----- EXTRACTED INFORMATION

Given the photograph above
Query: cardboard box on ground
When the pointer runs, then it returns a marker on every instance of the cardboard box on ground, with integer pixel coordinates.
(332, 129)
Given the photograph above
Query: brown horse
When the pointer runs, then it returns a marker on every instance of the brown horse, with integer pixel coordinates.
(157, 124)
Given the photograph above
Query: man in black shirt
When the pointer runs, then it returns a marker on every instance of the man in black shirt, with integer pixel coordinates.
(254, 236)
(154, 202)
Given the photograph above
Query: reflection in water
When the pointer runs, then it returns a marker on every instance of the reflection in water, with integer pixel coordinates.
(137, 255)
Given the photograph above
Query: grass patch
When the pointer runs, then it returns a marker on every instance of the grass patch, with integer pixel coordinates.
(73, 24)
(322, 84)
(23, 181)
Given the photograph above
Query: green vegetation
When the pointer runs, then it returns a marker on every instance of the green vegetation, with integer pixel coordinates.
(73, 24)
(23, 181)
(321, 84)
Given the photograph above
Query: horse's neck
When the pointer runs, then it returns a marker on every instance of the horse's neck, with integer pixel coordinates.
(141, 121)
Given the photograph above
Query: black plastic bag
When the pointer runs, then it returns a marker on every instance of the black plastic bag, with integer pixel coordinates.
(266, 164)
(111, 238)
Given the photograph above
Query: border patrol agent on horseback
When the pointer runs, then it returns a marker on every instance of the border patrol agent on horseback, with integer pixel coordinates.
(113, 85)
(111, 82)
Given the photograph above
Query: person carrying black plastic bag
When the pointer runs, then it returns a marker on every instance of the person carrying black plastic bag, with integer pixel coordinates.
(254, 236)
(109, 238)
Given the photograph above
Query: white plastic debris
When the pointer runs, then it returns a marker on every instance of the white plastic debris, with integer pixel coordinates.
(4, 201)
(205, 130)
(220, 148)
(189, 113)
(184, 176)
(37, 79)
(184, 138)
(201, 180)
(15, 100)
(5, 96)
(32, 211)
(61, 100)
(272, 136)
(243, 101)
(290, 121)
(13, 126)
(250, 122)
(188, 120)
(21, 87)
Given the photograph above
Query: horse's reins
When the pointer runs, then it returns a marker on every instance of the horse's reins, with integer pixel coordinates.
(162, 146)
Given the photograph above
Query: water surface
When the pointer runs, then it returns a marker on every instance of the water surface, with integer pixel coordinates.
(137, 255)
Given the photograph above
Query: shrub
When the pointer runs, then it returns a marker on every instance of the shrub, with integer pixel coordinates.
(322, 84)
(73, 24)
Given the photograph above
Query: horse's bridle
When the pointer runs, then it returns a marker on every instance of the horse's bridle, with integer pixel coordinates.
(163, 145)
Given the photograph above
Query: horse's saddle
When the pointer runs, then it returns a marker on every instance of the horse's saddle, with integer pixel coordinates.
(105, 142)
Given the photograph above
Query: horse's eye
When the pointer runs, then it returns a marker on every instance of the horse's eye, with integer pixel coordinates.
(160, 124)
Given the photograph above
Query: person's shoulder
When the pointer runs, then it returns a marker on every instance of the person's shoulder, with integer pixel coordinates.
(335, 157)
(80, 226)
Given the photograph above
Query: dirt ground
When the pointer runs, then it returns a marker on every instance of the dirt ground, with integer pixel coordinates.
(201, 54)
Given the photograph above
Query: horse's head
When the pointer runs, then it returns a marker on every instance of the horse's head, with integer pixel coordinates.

----------

▸ **REQUIREMENT**:
Please count the lines in the data above that contain the word "saddle" and give only the number.

▸ **RESPONSE TO THE EXERCISE**:
2